### Instructions for the task
Continue the passage on Nextflow functions and processes, writing on from the last line it shows.

The above snippet defines two simple functions, that can be invoked in the workflow script as foo() which returns the Hello world string and bar(10,20) which return the sum of two parameters.

Tip

Functions implicitly return the result of the last evaluated statement.

The keyword return can be used to explicitly exit from a function returning the specified value. for example:

def fib( x ) {
    if( x <= 1 )
        return x
    else
        fib(x-1) + fib(x-2)
}

Process

Process definition

The new DSL separates the definition of a process from its invocation. The process definition follows the usual syntax as described in the process documentation. The only difference is that the from and into channel declaration has to be omitted.

Then a process can be invoked as a function in the workflow scope, passing the expected input channels as parameters as it if were a custom function. For example:

nextflow.enable.dsl=2

process foo {
    output:
      path 'foo.txt'
    script:
      """

### Raw data
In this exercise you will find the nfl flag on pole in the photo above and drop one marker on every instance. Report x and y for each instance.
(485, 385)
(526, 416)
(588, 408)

### Reply to the task
      your_command > foo.txt
      """
}

 process bar {
    input:
      path x
    output:
      path 'bar.txt'
    script:
      """
      another_command $x > bar.txt
      """
}

workflow {
    data = channel.fromPath('/some/path/*.txt')
    foo()
    bar(data)
}

Warning

A process component can be invoked only once in the same workflow context.

Process composition

Processes having matching input-output declaration can be composed so that the output of the first process is passed as input to the following process. Taking in consideration the previous process definition, it’s possible to write the following:

workflow {
    bar(foo())
}

Process outputs

A process output can also be accessed using the out attribute for the respective process object. For example:

workflow {
    foo()
    bar(foo.out)
    bar.out.view()
}

When a process defines two or more output channels, each of them can be accessed using the array element operator e.g. out[0], out[1], etc. or using named outputs (see below).

Process named output

The process output definition allows the use of the emit option to define a name identifier that can be used to reference the channel in the external scope. For example:

process foo {
  output:
    path '*.bam', emit: samples_bam

  '''
  your_command --here
  '''
}

workflow {
    foo()
    foo.out.samples_bam.view()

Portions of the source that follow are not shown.